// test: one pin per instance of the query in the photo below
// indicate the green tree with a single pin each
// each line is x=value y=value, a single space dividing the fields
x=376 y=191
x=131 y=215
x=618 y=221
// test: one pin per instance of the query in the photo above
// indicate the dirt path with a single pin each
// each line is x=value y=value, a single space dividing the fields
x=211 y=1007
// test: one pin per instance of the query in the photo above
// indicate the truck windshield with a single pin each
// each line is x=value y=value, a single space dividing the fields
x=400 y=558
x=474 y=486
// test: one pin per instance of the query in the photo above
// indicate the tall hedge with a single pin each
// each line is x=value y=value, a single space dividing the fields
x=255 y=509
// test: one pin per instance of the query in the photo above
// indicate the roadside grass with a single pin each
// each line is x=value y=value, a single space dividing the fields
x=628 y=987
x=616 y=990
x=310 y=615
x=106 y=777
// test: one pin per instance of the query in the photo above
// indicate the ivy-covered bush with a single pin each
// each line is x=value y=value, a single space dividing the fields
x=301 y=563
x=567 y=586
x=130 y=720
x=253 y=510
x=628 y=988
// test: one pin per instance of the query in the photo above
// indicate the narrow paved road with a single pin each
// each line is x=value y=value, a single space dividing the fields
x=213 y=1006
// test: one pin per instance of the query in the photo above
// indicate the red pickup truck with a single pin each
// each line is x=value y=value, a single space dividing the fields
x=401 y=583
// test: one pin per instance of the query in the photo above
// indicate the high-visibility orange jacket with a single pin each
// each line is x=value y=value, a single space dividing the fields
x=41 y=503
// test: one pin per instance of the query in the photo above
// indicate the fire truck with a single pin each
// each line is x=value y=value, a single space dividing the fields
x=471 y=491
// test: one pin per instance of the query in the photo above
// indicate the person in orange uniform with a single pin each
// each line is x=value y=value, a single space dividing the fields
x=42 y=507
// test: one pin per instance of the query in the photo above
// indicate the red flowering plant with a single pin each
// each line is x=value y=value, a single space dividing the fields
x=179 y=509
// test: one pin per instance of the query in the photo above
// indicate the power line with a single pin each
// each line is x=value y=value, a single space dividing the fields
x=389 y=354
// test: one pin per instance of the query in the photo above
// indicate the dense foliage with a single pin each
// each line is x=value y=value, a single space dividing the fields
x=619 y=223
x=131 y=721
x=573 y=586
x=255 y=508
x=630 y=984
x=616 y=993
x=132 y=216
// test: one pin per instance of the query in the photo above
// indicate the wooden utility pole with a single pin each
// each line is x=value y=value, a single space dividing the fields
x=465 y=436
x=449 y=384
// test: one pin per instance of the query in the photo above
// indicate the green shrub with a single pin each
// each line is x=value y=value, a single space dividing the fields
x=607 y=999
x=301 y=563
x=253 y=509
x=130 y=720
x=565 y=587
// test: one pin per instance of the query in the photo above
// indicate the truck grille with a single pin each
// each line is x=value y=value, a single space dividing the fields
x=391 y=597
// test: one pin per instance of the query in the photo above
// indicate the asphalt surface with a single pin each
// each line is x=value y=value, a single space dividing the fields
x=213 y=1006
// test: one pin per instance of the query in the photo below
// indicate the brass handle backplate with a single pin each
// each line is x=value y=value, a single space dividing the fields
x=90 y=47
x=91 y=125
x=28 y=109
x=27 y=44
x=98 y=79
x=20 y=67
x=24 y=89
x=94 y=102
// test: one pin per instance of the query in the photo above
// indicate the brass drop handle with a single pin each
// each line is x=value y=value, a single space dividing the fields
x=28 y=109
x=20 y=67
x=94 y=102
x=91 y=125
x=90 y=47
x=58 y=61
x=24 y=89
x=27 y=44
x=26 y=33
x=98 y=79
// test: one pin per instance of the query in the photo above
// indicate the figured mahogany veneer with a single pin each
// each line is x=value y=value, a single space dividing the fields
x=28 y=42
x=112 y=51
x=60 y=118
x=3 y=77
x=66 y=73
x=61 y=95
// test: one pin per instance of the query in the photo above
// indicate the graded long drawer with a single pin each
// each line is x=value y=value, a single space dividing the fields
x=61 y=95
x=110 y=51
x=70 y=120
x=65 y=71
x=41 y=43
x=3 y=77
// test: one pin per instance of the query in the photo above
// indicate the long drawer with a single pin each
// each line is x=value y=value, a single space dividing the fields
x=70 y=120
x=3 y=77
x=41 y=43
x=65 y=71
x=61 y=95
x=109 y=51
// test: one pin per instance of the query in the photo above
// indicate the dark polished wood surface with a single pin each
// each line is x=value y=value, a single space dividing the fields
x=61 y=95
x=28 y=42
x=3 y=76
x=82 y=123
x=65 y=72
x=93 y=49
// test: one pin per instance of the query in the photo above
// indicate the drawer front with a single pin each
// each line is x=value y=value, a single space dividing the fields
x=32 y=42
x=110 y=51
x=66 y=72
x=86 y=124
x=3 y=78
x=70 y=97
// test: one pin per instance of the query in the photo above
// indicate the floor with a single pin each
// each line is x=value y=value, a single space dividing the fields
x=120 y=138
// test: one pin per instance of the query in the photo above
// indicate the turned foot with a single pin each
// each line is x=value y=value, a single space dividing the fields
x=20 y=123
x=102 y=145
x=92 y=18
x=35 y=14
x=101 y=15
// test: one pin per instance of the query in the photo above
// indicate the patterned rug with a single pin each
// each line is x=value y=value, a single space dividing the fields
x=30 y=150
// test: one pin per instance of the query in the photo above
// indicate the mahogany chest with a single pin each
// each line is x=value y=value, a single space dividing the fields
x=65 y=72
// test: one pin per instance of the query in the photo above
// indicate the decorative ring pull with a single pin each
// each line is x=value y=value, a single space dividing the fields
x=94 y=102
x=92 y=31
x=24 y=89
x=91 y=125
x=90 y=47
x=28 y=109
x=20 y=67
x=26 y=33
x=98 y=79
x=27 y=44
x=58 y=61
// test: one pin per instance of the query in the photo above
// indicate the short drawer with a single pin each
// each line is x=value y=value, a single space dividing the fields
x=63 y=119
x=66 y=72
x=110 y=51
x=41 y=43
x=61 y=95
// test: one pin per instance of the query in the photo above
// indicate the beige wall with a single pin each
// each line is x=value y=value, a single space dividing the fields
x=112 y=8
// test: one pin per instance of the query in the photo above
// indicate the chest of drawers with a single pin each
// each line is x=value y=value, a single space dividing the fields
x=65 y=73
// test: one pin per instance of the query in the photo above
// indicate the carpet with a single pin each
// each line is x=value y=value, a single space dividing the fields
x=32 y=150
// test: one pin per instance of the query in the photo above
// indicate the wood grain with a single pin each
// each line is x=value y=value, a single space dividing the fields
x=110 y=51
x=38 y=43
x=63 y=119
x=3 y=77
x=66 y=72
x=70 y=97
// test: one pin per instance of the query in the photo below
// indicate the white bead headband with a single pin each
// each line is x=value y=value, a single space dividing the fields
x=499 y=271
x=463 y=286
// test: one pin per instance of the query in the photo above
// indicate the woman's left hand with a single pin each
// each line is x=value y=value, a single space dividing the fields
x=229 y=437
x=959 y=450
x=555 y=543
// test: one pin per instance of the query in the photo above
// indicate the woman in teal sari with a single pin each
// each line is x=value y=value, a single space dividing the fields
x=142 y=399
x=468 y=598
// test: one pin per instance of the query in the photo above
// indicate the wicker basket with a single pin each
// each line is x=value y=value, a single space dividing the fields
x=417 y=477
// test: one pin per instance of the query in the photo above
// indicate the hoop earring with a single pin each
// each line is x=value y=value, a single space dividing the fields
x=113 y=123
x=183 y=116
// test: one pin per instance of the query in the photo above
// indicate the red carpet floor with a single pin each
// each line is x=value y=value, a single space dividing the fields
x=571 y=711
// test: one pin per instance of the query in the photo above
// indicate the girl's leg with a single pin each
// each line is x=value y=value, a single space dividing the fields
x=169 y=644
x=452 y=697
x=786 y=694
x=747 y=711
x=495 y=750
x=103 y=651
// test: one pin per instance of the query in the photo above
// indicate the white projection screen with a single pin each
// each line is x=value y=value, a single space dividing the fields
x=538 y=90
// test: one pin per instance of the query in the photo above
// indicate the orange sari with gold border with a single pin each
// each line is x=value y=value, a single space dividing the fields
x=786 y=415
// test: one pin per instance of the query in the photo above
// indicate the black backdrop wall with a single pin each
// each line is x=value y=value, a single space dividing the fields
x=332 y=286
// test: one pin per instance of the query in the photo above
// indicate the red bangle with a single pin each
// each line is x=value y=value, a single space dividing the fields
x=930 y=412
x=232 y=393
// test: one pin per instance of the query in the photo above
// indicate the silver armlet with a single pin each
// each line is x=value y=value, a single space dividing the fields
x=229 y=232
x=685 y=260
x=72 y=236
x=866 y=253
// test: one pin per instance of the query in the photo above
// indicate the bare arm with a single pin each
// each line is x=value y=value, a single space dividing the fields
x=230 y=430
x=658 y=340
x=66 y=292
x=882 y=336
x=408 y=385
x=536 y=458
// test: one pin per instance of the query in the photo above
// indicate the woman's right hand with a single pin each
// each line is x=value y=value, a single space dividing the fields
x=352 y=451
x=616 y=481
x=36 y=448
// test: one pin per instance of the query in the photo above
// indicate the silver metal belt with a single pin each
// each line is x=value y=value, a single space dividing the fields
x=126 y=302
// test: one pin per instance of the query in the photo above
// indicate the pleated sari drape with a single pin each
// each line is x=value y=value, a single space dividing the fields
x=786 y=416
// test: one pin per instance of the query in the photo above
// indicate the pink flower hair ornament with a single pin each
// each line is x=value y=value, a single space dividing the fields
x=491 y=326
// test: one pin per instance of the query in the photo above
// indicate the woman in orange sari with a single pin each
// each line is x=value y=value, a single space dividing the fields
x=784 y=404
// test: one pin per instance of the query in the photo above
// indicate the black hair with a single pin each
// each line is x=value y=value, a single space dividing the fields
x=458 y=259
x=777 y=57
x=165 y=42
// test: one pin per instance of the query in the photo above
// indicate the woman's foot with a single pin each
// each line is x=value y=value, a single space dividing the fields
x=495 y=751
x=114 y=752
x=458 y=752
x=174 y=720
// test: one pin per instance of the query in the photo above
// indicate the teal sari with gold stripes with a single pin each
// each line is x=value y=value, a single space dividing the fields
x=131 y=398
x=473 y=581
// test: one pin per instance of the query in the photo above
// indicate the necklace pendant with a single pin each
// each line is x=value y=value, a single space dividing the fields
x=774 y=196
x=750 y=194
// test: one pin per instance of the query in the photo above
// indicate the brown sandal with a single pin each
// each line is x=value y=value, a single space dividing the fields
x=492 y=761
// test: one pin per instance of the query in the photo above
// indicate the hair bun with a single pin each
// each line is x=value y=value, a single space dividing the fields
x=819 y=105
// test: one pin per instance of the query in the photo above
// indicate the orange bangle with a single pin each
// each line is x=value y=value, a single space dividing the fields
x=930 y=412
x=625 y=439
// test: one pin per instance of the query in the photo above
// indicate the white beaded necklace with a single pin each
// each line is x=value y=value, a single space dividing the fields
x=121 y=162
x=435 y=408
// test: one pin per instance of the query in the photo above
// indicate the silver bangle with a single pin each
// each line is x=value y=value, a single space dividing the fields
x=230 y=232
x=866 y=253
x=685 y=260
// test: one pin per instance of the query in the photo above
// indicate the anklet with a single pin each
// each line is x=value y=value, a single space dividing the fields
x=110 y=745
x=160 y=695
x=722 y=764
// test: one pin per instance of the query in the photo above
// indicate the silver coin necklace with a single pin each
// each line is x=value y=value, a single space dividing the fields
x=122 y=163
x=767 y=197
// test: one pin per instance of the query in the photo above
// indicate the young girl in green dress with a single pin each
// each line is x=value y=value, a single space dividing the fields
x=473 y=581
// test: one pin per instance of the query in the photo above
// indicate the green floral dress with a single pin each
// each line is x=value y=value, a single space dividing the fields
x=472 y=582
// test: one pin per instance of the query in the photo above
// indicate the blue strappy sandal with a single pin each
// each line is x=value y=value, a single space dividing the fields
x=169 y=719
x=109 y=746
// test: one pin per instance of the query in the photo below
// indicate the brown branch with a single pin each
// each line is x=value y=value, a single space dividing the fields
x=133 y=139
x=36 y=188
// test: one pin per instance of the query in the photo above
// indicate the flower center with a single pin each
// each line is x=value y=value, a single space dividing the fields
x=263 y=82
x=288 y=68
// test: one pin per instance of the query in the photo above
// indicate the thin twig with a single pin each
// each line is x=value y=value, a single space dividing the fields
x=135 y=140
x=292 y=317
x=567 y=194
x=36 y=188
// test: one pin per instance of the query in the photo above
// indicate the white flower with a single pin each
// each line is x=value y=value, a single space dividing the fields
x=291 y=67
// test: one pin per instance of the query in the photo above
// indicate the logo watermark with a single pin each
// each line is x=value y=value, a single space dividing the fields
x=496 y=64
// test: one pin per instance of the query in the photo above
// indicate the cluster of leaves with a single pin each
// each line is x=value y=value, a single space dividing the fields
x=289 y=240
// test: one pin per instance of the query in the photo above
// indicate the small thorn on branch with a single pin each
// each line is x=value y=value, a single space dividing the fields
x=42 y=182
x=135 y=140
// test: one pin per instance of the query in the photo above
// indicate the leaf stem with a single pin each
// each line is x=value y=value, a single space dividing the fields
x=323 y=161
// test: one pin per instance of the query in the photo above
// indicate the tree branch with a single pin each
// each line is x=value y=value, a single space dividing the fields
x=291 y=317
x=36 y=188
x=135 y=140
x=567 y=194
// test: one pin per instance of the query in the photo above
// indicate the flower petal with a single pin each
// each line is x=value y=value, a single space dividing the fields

········

**ACTION ITEM**: Output only an exact transcription of the lines above from the one with "orange sari with a single pin each" up to and including the one with "hair with a single pin each".

**SOLUTION TO THIS TASK**:
// indicate the woman in orange sari with a single pin each
// each line is x=value y=value, a single space dividing the fields
x=784 y=404
// test: one pin per instance of the query in the photo above
// indicate the black hair with a single pin each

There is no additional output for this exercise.